Turn the lines from the first one through the line containing "box: [56, 412, 787, 510]", both included, into a Markdown table with the columns Row and Text, numbering each row and skipping blank lines. Leave the pictures out.

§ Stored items
※ ※ ※

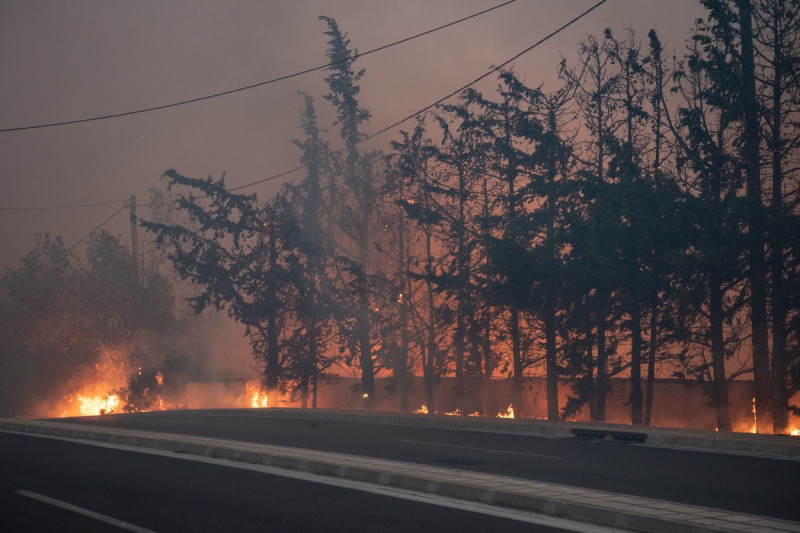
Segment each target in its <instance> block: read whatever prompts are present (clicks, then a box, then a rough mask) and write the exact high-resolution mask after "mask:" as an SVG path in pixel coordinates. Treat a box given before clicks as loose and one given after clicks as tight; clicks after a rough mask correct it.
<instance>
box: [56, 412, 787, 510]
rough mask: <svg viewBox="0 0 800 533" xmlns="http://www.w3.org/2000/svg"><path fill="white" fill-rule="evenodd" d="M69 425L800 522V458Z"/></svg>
mask: <svg viewBox="0 0 800 533" xmlns="http://www.w3.org/2000/svg"><path fill="white" fill-rule="evenodd" d="M69 421H70V422H80V423H84V424H98V425H101V426H105V427H124V428H132V429H145V430H150V431H165V432H170V433H184V434H190V435H203V436H209V437H218V438H225V439H232V440H239V441H246V442H259V443H267V444H279V445H284V446H294V447H300V448H313V449H319V450H325V451H334V452H341V453H349V454H354V455H362V456H370V457H379V458H384V459H393V460H399V461H408V462H416V463H423V464H431V465H436V466H444V467H452V468H459V469H463V470H473V471H478V472H487V473H492V474H499V475H505V476H513V477H522V478H527V479H534V480H538V481H547V482H552V483H560V484H565V485H572V486H580V487H585V488H591V489H599V490H606V491H612V492H618V493H624V494H631V495H636V496H644V497H649V498H656V499H661V500H667V501H676V502H681V503H687V504H692V505H701V506H706V507H713V508H717V509H724V510H731V511H736V512H740V513H749V514H756V515H763V516H770V517H774V518H782V519H786V520H793V521H800V505H798V504H797V488H798V480H800V461H791V460H780V459H770V458H764V457H749V456H740V455H727V454H715V453H708V452H699V451H698V452H695V451H687V450H675V449H666V448H657V447H652V446H644V445H638V444H621V443H615V442H603V441H585V440H579V439H550V438H539V437H531V436H521V435H506V434H495V433H482V432H471V431H458V430H443V429H435V428H421V427H409V426H390V425H383V424H370V423H355V422H340V421H325V420H314V421H310V420H299V419H297V420H296V419H286V418H269V417H244V416H234V415H231V416H207V415H198V414H192V413H191V412H187V413H185V414H184V413H180V414H177V413H172V414H170V415H164V414H160V413H146V414H139V415H136V416H128V415H108V416H103V417H87V418H80V419H70V420H69Z"/></svg>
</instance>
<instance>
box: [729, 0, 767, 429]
mask: <svg viewBox="0 0 800 533" xmlns="http://www.w3.org/2000/svg"><path fill="white" fill-rule="evenodd" d="M737 4H738V6H739V24H740V29H741V39H742V97H743V104H744V117H745V119H744V131H743V135H742V136H743V146H742V155H743V157H744V165H745V172H746V175H747V199H748V206H749V209H748V237H749V240H750V243H749V245H750V269H749V277H750V308H751V311H750V322H751V325H752V338H753V379H754V384H755V408H756V430H757V431H758V433H772V383H771V381H772V376H771V374H770V366H769V324H768V320H767V281H766V280H767V263H766V258H765V252H764V224H763V214H762V207H763V206H762V200H761V169H760V161H759V139H760V135H759V131H760V127H759V109H758V101H757V99H756V79H755V63H754V57H753V25H752V6H751V5H750V0H737Z"/></svg>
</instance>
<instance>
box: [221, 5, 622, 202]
mask: <svg viewBox="0 0 800 533" xmlns="http://www.w3.org/2000/svg"><path fill="white" fill-rule="evenodd" d="M607 1H608V0H600V2H597V3H596V4H594V5H593V6H592V7H590V8H589V9H587V10H586V11H584V12H583V13H581V14H580V15H578V16H576V17H575V18H573V19H572V20H570V21H569V22H566V23H565V24H563V25H562V26H561V27H559V28H558V29H556V30H554V31H552V32H550V33H549V34H547V35H545V36H544V37H542V38H541V39H539V40H538V41H536V42H535V43H533V44H532V45H531V46H529V47H527V48H526V49H524V50H523V51H521V52H519V53H518V54H516V55H514V56H512V57H511V58H509V59H507V60H505V61H503V62H502V63H500V64H499V65H497V66H495V67H492V68H491V69H490V70H488V71H487V72H486V73H484V74H482V75H480V76H478V77H477V78H475V79H474V80H472V81H471V82H469V83H467V84H466V85H463V86H461V87H459V88H458V89H456V90H455V91H453V92H451V93H449V94H447V95H446V96H443V97H441V98H439V99H438V100H436V101H435V102H433V103H432V104H429V105H427V106H425V107H423V108H422V109H420V110H418V111H416V112H414V113H412V114H410V115H408V116H407V117H405V118H403V119H401V120H398V121H397V122H394V123H392V124H390V125H388V126H386V127H385V128H383V129H380V130H378V131H376V132H374V133H372V134H370V135H368V136H366V137H364V138H363V139H361V140H359V141H358V142H359V143H362V142H365V141H368V140H370V139H374V138H375V137H377V136H379V135H382V134H384V133H386V132H387V131H389V130H392V129H394V128H396V127H397V126H399V125H401V124H403V123H405V122H408V121H409V120H411V119H413V118H415V117H418V116H419V115H421V114H423V113H425V112H426V111H428V110H430V109H432V108H434V107H436V106H437V105H439V104H441V103H442V102H444V101H445V100H448V99H449V98H452V97H453V96H455V95H457V94H459V93H460V92H461V91H463V90H465V89H468V88H469V87H471V86H473V85H475V84H476V83H478V82H479V81H481V80H483V79H486V78H487V77H488V76H491V75H492V74H493V73H495V72H497V71H498V70H500V69H502V68H503V67H505V66H507V65H508V64H509V63H511V62H513V61H515V60H517V59H519V58H520V57H522V56H523V55H525V54H527V53H528V52H530V51H531V50H533V49H534V48H536V47H537V46H539V45H541V44H542V43H544V42H546V41H548V40H549V39H551V38H552V37H554V36H555V35H557V34H559V33H561V32H562V31H563V30H565V29H567V28H568V27H570V26H572V25H573V24H575V23H576V22H578V21H579V20H580V19H582V18H583V17H585V16H586V15H588V14H589V13H591V12H592V11H594V10H595V9H597V8H598V7H600V6H601V5H603V4H605V3H606V2H607ZM306 166H307V165H300V166H298V167H295V168H293V169H291V170H285V171H283V172H281V173H279V174H273V175H271V176H268V177H266V178H261V179H259V180H256V181H251V182H250V183H245V184H244V185H239V186H238V187H235V188H232V189H229V190H231V191H234V190H238V189H244V188H246V187H252V186H253V185H258V184H261V183H265V182H267V181H272V180H275V179H278V178H280V177H283V176H286V175H288V174H291V173H293V172H297V171H298V170H302V169H304V168H306Z"/></svg>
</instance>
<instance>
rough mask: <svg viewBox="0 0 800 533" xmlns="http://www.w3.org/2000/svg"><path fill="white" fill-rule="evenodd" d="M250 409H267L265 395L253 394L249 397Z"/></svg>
mask: <svg viewBox="0 0 800 533" xmlns="http://www.w3.org/2000/svg"><path fill="white" fill-rule="evenodd" d="M250 407H269V400H268V398H267V395H266V394H259V393H258V392H254V393H253V396H251V397H250Z"/></svg>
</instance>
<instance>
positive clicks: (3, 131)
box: [0, 0, 516, 133]
mask: <svg viewBox="0 0 800 533" xmlns="http://www.w3.org/2000/svg"><path fill="white" fill-rule="evenodd" d="M514 2H516V0H508V1H506V2H503V3H501V4H497V5H496V6H493V7H490V8H488V9H484V10H483V11H479V12H477V13H474V14H472V15H469V16H467V17H463V18H460V19H458V20H454V21H452V22H448V23H447V24H443V25H441V26H437V27H435V28H432V29H430V30H427V31H424V32H422V33H417V34H416V35H412V36H410V37H406V38H404V39H400V40H399V41H394V42H392V43H389V44H385V45H383V46H379V47H378V48H373V49H372V50H368V51H366V52H363V53H360V54H355V55H353V56H349V57H346V58H344V59H340V60H338V61H332V62H330V63H326V64H324V65H319V66H316V67H313V68H309V69H306V70H302V71H300V72H295V73H293V74H287V75H285V76H280V77H277V78H272V79H270V80H267V81H262V82H259V83H254V84H252V85H246V86H244V87H237V88H236V89H230V90H227V91H222V92H218V93H214V94H209V95H206V96H200V97H197V98H191V99H189V100H181V101H179V102H172V103H170V104H164V105H158V106H152V107H145V108H143V109H136V110H133V111H124V112H121V113H113V114H110V115H98V116H94V117H88V118H79V119H74V120H65V121H63V122H50V123H47V124H35V125H31V126H18V127H14V128H2V129H0V133H6V132H11V131H23V130H34V129H41V128H53V127H56V126H68V125H70V124H81V123H84V122H95V121H98V120H106V119H110V118H119V117H126V116H130V115H139V114H142V113H149V112H151V111H160V110H162V109H169V108H172V107H179V106H183V105H187V104H194V103H197V102H203V101H205V100H211V99H212V98H219V97H220V96H228V95H230V94H234V93H239V92H243V91H248V90H250V89H255V88H257V87H263V86H264V85H270V84H272V83H276V82H279V81H284V80H288V79H291V78H296V77H298V76H302V75H304V74H309V73H311V72H315V71H317V70H323V69H326V68H328V67H331V66H333V65H337V64H339V63H344V62H347V61H355V60H356V59H358V58H360V57H364V56H366V55H369V54H374V53H375V52H380V51H381V50H385V49H387V48H391V47H392V46H397V45H398V44H403V43H406V42H408V41H411V40H414V39H417V38H419V37H423V36H425V35H428V34H431V33H434V32H436V31H439V30H442V29H445V28H449V27H450V26H453V25H455V24H458V23H460V22H464V21H466V20H469V19H472V18H475V17H478V16H480V15H484V14H486V13H489V12H490V11H494V10H495V9H499V8H501V7H503V6H507V5H508V4H512V3H514Z"/></svg>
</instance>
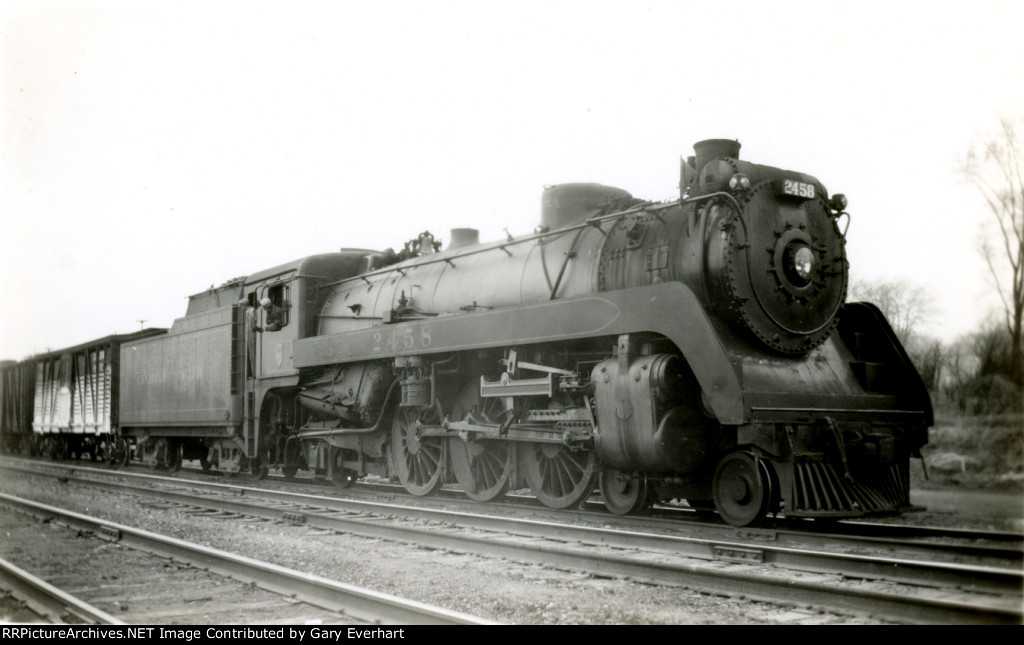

※ ※ ※

§ TASK RESULT
| Row | Text |
|---|---|
| 1 | Segment each target in its <instance> block: read whatever prompts are present (clicks, then a box, then a rough mask) and write the exact high-resolution mask after "mask:" as an SVG path in pixel coordinates. Treat a box given before clicks as loose and one given after clicks as tight; clicks after a rough mask correct it. |
| 2 | <instance> |
| 3 | box: [56, 412, 787, 510] |